- [EXTRACTED MATERIAL]
=== Begin Enclosure ===
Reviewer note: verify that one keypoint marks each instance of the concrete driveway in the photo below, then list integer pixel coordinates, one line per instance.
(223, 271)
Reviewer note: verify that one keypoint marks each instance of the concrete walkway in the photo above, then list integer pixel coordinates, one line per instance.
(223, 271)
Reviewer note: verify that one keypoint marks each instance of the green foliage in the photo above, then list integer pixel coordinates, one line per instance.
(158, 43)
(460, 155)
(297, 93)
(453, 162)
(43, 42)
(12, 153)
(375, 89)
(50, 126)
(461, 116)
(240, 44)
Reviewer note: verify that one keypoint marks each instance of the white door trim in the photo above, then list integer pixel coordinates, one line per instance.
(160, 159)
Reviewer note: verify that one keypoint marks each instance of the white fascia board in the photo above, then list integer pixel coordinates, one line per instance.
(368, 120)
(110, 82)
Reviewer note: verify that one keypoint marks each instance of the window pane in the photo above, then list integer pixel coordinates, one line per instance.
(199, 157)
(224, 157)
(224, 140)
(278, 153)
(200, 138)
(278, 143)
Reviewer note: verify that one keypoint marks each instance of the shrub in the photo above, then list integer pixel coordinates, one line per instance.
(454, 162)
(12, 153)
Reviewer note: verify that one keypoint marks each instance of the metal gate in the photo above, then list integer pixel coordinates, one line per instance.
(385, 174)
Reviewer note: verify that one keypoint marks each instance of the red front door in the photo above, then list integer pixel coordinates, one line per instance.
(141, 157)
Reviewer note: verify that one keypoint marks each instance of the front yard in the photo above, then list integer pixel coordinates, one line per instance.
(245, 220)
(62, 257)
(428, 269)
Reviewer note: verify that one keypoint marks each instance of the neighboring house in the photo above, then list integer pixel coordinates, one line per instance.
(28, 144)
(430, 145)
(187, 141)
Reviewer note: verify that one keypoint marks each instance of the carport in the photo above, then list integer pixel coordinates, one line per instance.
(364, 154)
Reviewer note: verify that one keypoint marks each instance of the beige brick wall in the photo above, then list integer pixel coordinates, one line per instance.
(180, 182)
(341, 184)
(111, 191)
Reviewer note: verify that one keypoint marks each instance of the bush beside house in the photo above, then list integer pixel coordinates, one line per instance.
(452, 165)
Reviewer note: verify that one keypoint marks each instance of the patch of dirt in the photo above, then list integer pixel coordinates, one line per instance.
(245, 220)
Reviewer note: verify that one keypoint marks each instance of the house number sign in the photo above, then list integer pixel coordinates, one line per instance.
=== End Enclosure ===
- [WHAT NEEDS TO BE DONE]
Retype the entire listing without altering anything.

- [OUTPUT BELOW]
Reviewer note: verify that one keypoint marks each instance of the concrete driveway in the photo below, then list integer pixel coordinates, one line per instance.
(223, 271)
Reviewer note: verify that one keypoint marks each instance of the concrete walkway in the photo above, then list integer pixel coordinates, one line per instance.
(223, 271)
Reviewer note: verify that one keypoint marks each instance of the green foliage in the photo above, then list integer pixel coordinates, one line per instance.
(158, 43)
(460, 155)
(297, 93)
(453, 162)
(43, 42)
(12, 153)
(375, 89)
(50, 126)
(461, 116)
(240, 44)
Reviewer note: verify that one keypoint marks each instance of the white door trim in the photo above, then list integer pixel coordinates, one line per instance.
(160, 159)
Reviewer note: verify that one keypoint marks each instance of the white fascia board in the photo above, then list integer pixel coordinates, one line per instance.
(368, 120)
(110, 82)
Reviewer note: verify that one keypoint marks each instance of the window pane in the photo above, then list integer pixel coordinates, one line per instance.
(199, 157)
(224, 157)
(224, 140)
(278, 153)
(200, 138)
(278, 143)
Reviewer note: verify that one keypoint marks each instance of the shrub in the photo above, then list integer pixel coordinates, one line per instance.
(454, 162)
(12, 153)
Reviewer note: verify that one keypoint marks each instance of the metal gate in the photo above, then list integer pixel coordinates, one line per instance.
(385, 174)
Reviewer note: verify that one keypoint marks each instance of the red front door in the photo above, then list integer pixel coordinates, one line per instance.
(141, 157)
Reviewer note: verify that one keypoint marks each instance of the front yard in the photo above, then list integer pixel coordinates, one line per instance.
(245, 220)
(62, 257)
(428, 269)
Reviewer note: verify that one keypoint marks each instance of the neighboring house in the photo above, then list integer pixel coordinates, one line per instance.
(28, 144)
(430, 145)
(187, 141)
Reviewer note: verify that one keypoint marks each instance of the carport in the photo above, then list integer pixel coordinates, one line per instance.
(364, 154)
Reviewer note: verify that one keypoint marks each instance of the beige brick wall in the photo above, then list integer pixel coordinates, one line per instance.
(180, 182)
(341, 184)
(111, 191)
Reviewer note: verify that one keypoint marks each instance of the bush beside house in the photo above, then list integer pixel coordinates, one line per instance.
(452, 165)
Reviewer note: verify that one keypoint marks each instance of the patch of dirt in the photo above, then list integer pixel coordinates, one line per instance.
(245, 220)
Reviewer note: verify that one keypoint marks each instance of the house number sign in the photo above, then list integer pixel coordinates, one line per instance.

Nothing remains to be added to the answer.